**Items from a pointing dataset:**
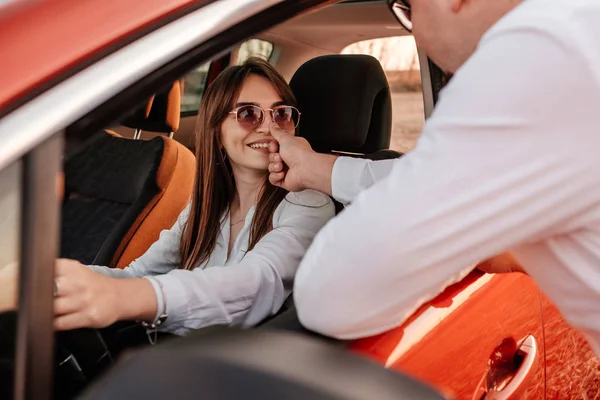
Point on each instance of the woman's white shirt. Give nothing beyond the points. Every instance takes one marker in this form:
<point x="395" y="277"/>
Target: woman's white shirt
<point x="241" y="290"/>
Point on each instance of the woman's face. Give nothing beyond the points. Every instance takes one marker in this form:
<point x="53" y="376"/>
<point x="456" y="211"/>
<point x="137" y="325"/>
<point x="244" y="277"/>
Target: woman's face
<point x="248" y="150"/>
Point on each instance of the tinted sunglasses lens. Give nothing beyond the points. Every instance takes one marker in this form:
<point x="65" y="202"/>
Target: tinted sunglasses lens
<point x="250" y="117"/>
<point x="402" y="11"/>
<point x="286" y="117"/>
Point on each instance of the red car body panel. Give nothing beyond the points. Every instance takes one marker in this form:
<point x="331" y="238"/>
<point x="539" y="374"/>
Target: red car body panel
<point x="41" y="40"/>
<point x="448" y="342"/>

**Problem statement:**
Reproduce all of the items above verbatim, omitting the pictures.

**Task solution:**
Point on each instance of the woman's white shirt. Give nothing beyond the points. Every instance takes one marker in this form:
<point x="395" y="277"/>
Target: woman's white shirt
<point x="241" y="290"/>
Point on each instance of the woman's face. Give nothing beyond the points. Every instance takes one marker in this form:
<point x="53" y="376"/>
<point x="456" y="211"/>
<point x="137" y="325"/>
<point x="244" y="277"/>
Target: woman's face
<point x="248" y="150"/>
Point on each instance of the tinted sunglasses lens. Give nothing beyond the points. Every instance takes one marker in this form:
<point x="65" y="202"/>
Target: tinted sunglasses lens
<point x="250" y="117"/>
<point x="402" y="11"/>
<point x="286" y="117"/>
Point on each instance of the red car body panel. Give nothing beyond the points. Every instance takes one marker in this form:
<point x="331" y="238"/>
<point x="539" y="374"/>
Target: red car body panel
<point x="41" y="40"/>
<point x="448" y="342"/>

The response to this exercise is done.